Copy every line below that has the word "pink" in it.
::: The data :::
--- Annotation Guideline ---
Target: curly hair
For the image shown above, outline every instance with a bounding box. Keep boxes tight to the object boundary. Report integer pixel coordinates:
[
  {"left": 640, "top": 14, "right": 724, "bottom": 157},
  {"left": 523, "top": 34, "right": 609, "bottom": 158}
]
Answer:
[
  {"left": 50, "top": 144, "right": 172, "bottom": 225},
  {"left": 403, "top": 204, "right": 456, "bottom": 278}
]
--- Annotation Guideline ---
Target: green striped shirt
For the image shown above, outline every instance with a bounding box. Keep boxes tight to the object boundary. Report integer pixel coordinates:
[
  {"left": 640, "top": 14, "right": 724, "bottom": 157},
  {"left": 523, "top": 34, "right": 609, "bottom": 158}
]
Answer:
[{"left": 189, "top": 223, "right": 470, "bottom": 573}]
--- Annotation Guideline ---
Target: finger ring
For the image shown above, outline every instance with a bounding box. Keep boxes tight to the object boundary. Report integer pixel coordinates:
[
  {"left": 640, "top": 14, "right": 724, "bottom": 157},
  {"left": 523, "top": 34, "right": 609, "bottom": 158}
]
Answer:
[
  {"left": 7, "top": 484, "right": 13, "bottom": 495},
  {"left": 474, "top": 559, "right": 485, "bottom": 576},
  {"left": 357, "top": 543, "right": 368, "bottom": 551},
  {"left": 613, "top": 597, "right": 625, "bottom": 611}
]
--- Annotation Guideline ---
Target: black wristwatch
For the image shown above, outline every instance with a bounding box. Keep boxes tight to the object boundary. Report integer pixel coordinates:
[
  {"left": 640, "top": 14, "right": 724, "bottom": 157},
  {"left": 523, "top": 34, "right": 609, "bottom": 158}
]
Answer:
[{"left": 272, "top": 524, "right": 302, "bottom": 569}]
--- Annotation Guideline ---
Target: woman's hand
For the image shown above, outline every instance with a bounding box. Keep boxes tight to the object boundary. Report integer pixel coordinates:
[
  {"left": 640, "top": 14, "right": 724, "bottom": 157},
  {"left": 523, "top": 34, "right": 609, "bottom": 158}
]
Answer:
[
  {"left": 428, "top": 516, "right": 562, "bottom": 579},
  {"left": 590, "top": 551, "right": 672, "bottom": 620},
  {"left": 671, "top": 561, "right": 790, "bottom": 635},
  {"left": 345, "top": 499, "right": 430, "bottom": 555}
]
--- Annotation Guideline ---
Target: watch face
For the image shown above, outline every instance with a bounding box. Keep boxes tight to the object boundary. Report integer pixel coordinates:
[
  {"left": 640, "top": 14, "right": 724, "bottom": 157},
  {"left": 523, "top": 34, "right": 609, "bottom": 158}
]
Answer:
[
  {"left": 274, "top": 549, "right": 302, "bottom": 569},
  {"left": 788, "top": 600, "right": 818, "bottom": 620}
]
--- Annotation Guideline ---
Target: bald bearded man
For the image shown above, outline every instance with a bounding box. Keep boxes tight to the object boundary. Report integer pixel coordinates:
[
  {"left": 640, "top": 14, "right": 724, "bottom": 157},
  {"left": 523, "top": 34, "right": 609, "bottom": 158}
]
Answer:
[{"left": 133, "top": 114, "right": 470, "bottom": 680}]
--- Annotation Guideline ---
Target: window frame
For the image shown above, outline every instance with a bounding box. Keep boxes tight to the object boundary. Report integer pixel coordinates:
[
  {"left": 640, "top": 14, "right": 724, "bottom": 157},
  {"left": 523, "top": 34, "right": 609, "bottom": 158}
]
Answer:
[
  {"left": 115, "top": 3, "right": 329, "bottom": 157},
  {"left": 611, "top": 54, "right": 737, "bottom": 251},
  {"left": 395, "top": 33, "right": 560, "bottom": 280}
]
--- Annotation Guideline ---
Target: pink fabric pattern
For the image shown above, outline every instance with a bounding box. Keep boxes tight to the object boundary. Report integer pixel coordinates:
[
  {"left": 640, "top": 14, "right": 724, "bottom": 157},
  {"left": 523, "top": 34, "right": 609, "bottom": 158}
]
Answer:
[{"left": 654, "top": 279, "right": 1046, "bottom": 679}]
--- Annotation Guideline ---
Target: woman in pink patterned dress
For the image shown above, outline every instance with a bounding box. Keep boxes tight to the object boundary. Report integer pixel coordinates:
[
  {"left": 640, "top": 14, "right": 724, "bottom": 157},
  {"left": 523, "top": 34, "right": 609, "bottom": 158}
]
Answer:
:::
Task response ▸
Target: pink fabric pattern
Target: woman in pink patterned dress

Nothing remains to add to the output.